* [Excerto do documento]:
“… Virei o cubo e vi o Sol. Sol GRANDE, bonito, amigo quente. Que eu conhecia tão bem por o ver todos os dias. Que eu conhecia tão bem porque era ele que aquecia o meu corpo, quando me estirava preguiçosa na areia dura, grossa e meiga da praia… Que eu conhecia tão bem. Mas afinal, eu não sabia que o Sol já tinha vivido com a terra na mesma casa. É verdade: há muitos, muitos anos, tantos que ninguém mais se lembra, o Sol e a Terra viviam juntos na mesma casa. Casa que era uma nuvem de gases. Devia ser bem lindo uma casa-nuvem-gás… Mas devido à tal força de gravidade que um cientista descobriu na nossa época mas que já existia no passado, a casa, ou seja, a nuvem contraiu-se… Contraiu-se tanto, que provocou uma série de fenómenos, fenómenos tais, que o hidrogénio, aquele corpo simples e gasoso que arde e existe na água, por exemplo, o hidrogénio que existia na casa do Sol e da Terra transformou-se em Hélio. Vocês sabem, aquele corpo muito simples, também gasoso que eu sei que se põe nos balões para eles subirem bem alto”.

* [Instrução]: Transcreva na íntegra, sem qualquer alteração, o excerto sobre o Sol e a Terra.

Registos de identificação de posição:
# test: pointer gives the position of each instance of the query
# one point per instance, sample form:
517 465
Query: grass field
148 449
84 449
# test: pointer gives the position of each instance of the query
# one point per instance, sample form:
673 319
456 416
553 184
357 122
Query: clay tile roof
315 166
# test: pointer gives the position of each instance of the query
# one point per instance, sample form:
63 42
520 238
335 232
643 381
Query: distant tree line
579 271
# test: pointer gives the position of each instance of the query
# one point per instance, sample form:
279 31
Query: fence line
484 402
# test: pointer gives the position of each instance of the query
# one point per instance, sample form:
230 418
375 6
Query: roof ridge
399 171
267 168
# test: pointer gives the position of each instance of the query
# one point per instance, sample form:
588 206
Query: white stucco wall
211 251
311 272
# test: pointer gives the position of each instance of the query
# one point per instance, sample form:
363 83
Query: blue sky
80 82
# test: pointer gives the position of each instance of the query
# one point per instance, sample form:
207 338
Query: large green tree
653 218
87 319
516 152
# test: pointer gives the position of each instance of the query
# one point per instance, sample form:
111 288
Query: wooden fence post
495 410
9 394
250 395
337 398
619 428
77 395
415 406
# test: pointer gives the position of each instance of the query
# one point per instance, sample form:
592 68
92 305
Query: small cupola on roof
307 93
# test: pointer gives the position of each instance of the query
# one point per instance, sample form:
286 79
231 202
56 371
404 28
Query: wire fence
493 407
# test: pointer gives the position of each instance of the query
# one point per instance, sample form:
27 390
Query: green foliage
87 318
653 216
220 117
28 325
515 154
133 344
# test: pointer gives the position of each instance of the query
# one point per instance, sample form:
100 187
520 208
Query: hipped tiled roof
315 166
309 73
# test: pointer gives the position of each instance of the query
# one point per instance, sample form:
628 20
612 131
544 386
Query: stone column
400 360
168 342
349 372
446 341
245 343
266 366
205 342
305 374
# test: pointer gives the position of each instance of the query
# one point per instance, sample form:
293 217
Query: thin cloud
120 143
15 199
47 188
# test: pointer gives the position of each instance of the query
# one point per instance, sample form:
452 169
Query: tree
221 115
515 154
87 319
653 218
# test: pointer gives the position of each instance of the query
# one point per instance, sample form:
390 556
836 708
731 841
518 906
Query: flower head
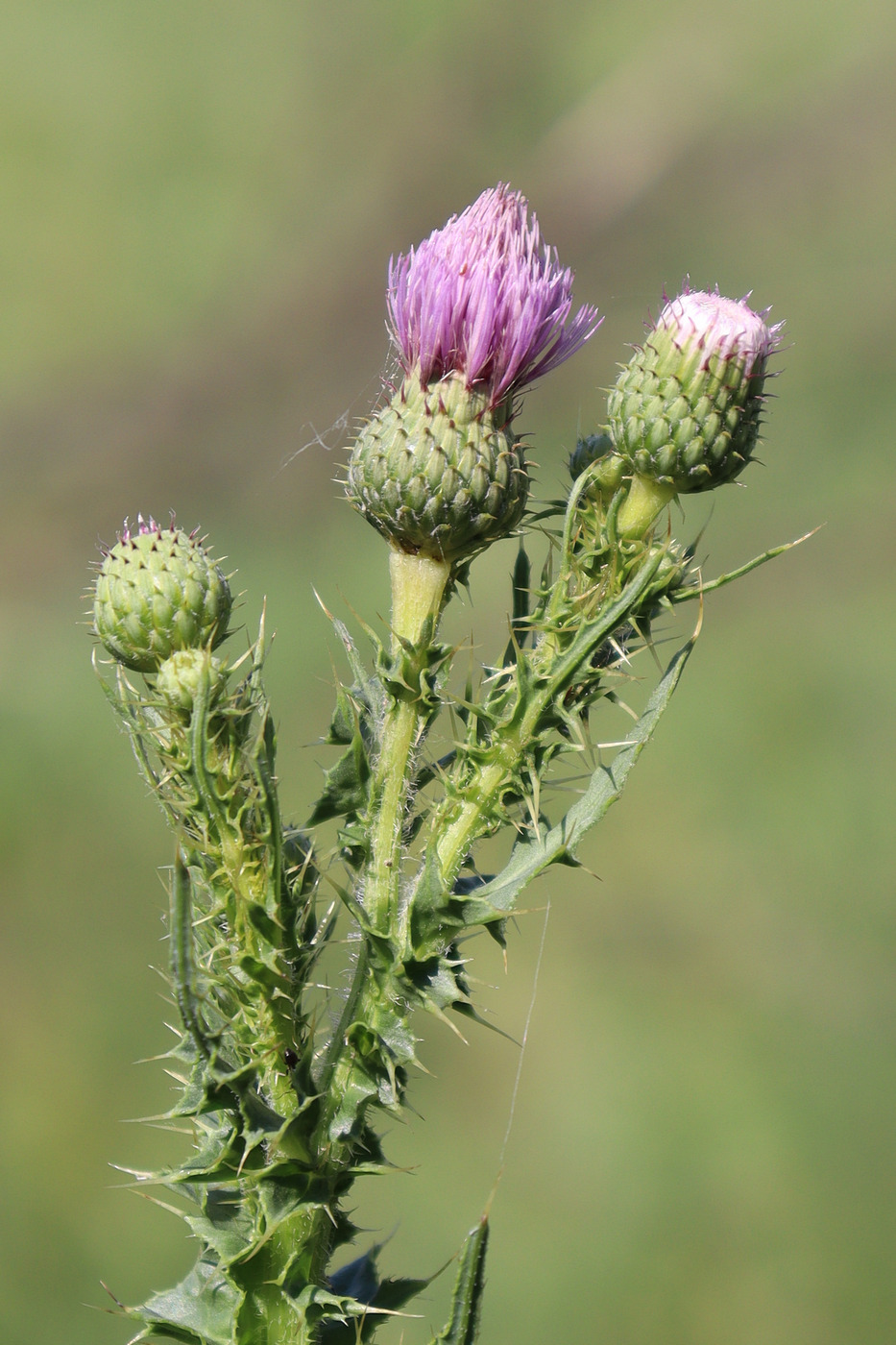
157 591
486 299
687 410
721 329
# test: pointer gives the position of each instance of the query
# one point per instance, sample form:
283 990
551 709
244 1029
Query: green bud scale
157 592
685 410
439 471
597 448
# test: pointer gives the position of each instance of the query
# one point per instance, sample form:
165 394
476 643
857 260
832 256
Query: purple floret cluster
486 299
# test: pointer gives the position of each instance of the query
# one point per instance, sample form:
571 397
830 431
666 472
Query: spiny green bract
684 417
186 674
439 470
157 592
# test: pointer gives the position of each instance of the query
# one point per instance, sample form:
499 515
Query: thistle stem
417 591
644 501
521 726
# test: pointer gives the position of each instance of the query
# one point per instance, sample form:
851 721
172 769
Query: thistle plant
280 1091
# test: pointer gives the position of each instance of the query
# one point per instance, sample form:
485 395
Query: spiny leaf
530 857
202 1308
462 1327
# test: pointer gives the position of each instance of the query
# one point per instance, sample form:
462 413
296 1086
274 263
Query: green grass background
198 204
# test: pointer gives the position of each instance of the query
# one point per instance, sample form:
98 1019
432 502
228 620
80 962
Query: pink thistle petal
485 298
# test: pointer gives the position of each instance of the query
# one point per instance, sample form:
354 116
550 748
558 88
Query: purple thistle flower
485 298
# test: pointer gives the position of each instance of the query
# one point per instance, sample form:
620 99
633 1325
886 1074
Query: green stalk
644 501
417 591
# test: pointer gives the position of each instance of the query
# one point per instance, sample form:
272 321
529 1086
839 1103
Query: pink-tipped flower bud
687 409
478 311
157 591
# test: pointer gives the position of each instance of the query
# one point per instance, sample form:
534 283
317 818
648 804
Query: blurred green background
200 202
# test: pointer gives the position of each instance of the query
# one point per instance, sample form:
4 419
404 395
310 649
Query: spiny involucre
476 312
687 409
157 591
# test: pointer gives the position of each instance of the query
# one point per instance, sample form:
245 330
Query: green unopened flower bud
597 448
439 471
685 412
186 672
157 592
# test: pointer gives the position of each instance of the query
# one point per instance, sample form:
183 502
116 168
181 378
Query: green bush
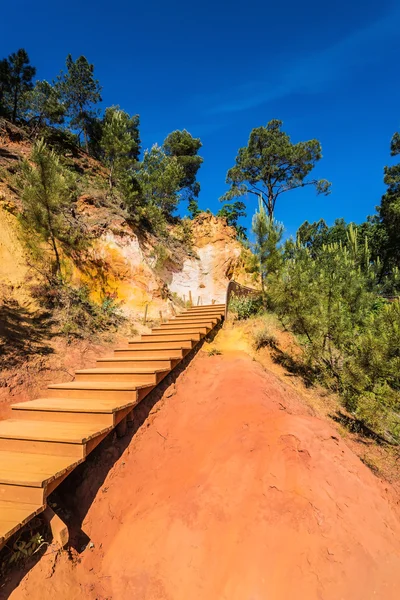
244 306
75 313
350 335
263 338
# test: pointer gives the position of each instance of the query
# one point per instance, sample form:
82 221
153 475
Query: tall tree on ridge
389 209
271 164
16 74
120 143
185 147
80 91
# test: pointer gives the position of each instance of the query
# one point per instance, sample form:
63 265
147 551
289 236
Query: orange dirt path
233 492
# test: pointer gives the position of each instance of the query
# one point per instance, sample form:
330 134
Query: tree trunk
14 115
86 139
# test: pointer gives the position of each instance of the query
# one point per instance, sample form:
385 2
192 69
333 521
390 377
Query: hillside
124 264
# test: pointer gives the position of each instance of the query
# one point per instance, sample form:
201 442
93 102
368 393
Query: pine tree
268 234
16 74
159 177
271 165
232 213
4 85
47 192
184 147
120 144
80 91
193 208
44 105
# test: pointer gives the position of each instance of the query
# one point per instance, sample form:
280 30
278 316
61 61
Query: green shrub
244 306
350 335
75 313
263 338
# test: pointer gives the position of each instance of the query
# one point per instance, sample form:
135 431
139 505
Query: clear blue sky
329 70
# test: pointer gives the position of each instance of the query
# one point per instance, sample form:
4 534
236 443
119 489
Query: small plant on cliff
48 219
244 306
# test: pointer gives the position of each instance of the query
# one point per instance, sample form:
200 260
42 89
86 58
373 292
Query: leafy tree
16 74
193 208
315 235
45 107
120 144
271 164
232 213
158 179
349 333
185 147
80 91
4 84
47 194
268 233
389 209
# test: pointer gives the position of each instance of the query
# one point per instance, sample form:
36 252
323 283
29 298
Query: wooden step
44 437
14 515
101 412
139 375
204 313
123 392
155 345
185 323
195 318
130 363
205 307
171 328
140 353
171 337
33 470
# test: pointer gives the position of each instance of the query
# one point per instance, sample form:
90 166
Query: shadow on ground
22 333
73 498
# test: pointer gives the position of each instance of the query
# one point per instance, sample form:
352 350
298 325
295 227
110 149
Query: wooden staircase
48 437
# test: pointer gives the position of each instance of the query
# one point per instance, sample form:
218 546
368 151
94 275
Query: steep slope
230 489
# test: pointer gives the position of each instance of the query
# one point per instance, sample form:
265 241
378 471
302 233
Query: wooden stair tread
121 386
73 405
130 358
22 468
54 431
22 472
122 371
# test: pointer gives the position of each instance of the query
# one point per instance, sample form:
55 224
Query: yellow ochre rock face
125 265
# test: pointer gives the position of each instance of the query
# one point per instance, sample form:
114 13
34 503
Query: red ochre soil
232 490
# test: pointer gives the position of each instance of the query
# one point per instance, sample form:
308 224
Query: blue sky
329 70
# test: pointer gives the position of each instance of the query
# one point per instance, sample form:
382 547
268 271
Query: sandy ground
230 490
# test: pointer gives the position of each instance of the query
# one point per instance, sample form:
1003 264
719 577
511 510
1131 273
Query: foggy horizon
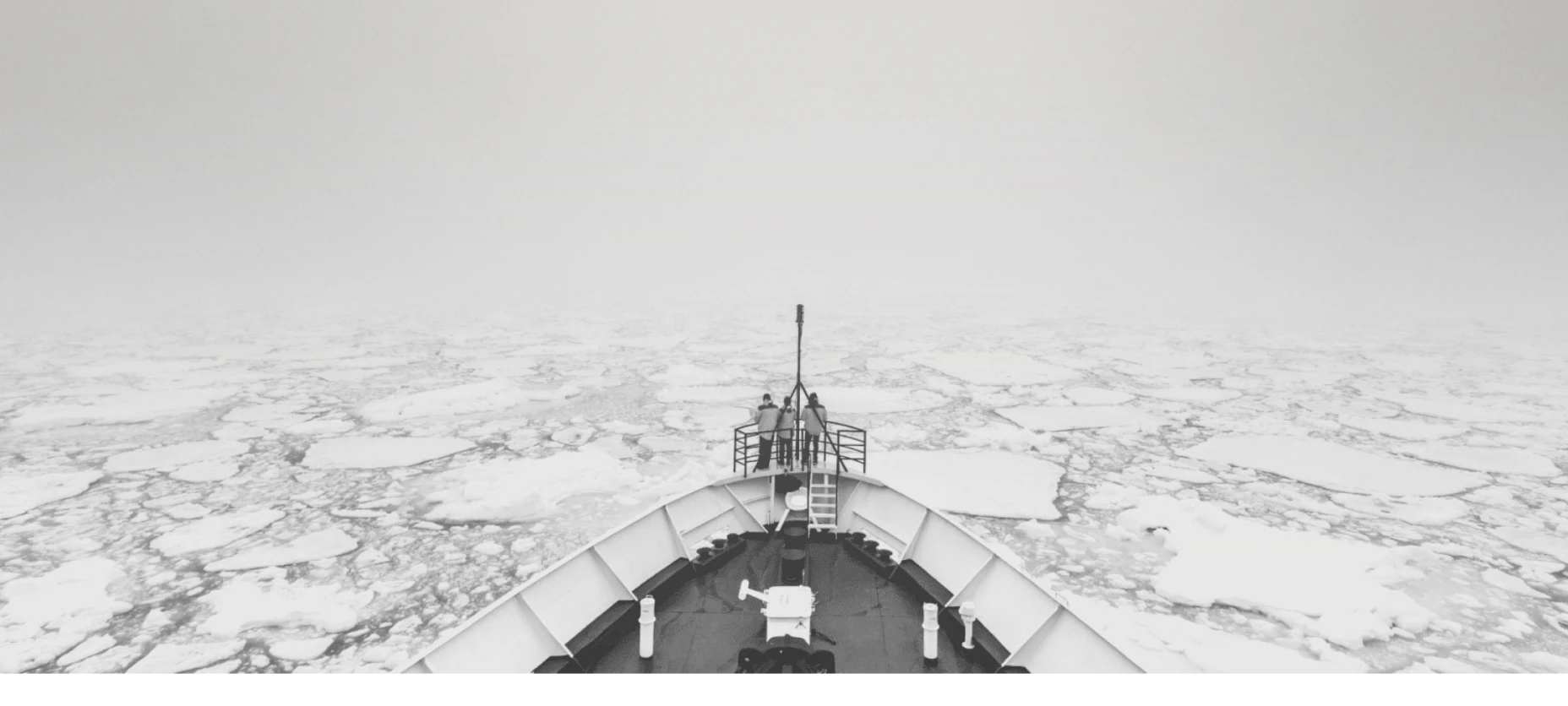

* [Resposta completa]:
“… Virei o cubo e vi o Sol. Sol GRANDE, bonito, amigo quente. Que eu conhecia tão bem por o ver todos os dias. Que eu conhecia tão bem porque era ele que aquecia o meu corpo, quando me estirava preguiçosa na areia dura, grossa e meiga da praia… Que eu conhecia tão bem. Mas afinal, eu não sabia que o Sol já tinha vivido com a terra na mesma casa. É verdade: há muitos, muitos anos, tantos que ninguém mais se lembra, o Sol e a Terra viviam juntos na mesma casa. Casa que era uma nuvem de gases. Devia ser bem lindo uma casa-nuvem-gás… Mas devido à tal força de gravidade que um cientista descobriu na nossa época mas que já existia no passado, a casa, ou seja, a nuvem contraiu-se… Contraiu-se tanto, que provocou uma série de fenómenos, fenómenos tais, que o hidrogénio, aquele corpo simples e gasoso que arde e existe na água, por exemplo, o hidrogénio que existia na casa do Sol e da Terra transformou-se em Hélio. Vocês sabem, aquele corpo muito simples, também gasoso que eu sei que se põe nos balões para eles subirem bem alto”.